Records excerpted from a collection
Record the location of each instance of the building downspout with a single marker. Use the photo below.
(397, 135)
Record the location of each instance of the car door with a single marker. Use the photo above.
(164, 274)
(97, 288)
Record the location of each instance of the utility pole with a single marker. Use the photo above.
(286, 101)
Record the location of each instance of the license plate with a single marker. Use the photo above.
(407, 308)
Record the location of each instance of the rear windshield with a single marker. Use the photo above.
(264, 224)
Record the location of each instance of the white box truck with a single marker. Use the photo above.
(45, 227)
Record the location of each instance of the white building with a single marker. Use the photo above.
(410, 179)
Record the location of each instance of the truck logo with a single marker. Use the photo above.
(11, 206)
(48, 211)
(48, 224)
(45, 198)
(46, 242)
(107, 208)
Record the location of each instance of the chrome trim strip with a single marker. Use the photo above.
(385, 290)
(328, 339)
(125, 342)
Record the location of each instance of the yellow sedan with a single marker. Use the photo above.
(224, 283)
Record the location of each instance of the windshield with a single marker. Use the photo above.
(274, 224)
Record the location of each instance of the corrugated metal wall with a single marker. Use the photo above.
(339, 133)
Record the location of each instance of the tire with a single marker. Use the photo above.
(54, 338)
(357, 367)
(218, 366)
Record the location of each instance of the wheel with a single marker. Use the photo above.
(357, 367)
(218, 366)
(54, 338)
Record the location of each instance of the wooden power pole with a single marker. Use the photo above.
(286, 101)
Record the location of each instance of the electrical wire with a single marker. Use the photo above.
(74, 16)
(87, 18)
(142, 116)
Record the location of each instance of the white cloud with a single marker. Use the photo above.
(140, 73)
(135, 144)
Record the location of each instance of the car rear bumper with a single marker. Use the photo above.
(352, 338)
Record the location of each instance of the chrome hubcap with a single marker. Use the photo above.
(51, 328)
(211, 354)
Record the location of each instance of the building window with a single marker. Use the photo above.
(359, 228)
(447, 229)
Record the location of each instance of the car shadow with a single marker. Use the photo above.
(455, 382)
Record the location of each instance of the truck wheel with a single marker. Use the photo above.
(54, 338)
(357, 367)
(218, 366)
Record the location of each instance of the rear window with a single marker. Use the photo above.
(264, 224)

About this task: Write every record out again exactly.

Written answer:
Record the location of each instance of the building downspout with a single marker. Use the photo below.
(397, 135)
Record the location of each instance of the car door with a single marker. Use the photo above.
(164, 274)
(97, 288)
Record the location of each instance of the utility pole with a single marker. Use the photo above.
(286, 101)
Record the location of each instance of the license plate with a single marker. Use the photo above.
(407, 308)
Record the location of each instance of the rear windshield with a single marker. Use the photo above.
(264, 224)
Record the location of each instance of the white box truck with a single marker. Use the photo above.
(45, 227)
Record the location of each instance of the white building with a single marker. Use the photo above.
(410, 179)
Record the location of each instance of the truck logo with a single marker. Use the photo above.
(11, 206)
(48, 211)
(48, 224)
(45, 198)
(46, 242)
(107, 208)
Record the location of each instance of the chrome trim strip with a single marker. Use the photo above.
(385, 290)
(328, 339)
(125, 342)
Record the location of each instance of the yellow sedan with a single marker. Use the photo above.
(224, 283)
Record the location of each instance of the windshield with a single marker. Use the photo above.
(274, 224)
Record the location of each instance of the corrugated metal wall with a single marker. Use the photo above.
(339, 133)
Record the location of each instance of the tire with a single marker. Use the photo above.
(54, 338)
(357, 367)
(218, 366)
Record the location of each instance of the wheel with a single marker. Use the photo above.
(357, 367)
(218, 366)
(54, 338)
Record the location of each instance of the wooden power pole with a single marker. Use the photo above.
(286, 101)
Record the location of each instance of the electrical wire with a single marker. Use the photo above.
(74, 16)
(87, 18)
(142, 116)
Record the location of each instance of the white cloud with a single marker. Use the photo above.
(140, 73)
(135, 144)
Record the location of each instance of the car rear bumper with a single marker. Use the photo above.
(352, 338)
Record the location of each instance of the chrome hubcap with a single marker. Use the photo above.
(51, 328)
(211, 354)
Record the location of each instance of the building window with a single marker. Use the photo above.
(359, 228)
(447, 229)
Record the location of each instance of the car shadow with a single marker. Use the photo above.
(455, 382)
Record the location of each instance of the truck wheel with a single marker. Use the photo above.
(54, 338)
(357, 367)
(218, 366)
Record the location of each instance of the rear window with a single marker. Use the photo above.
(264, 224)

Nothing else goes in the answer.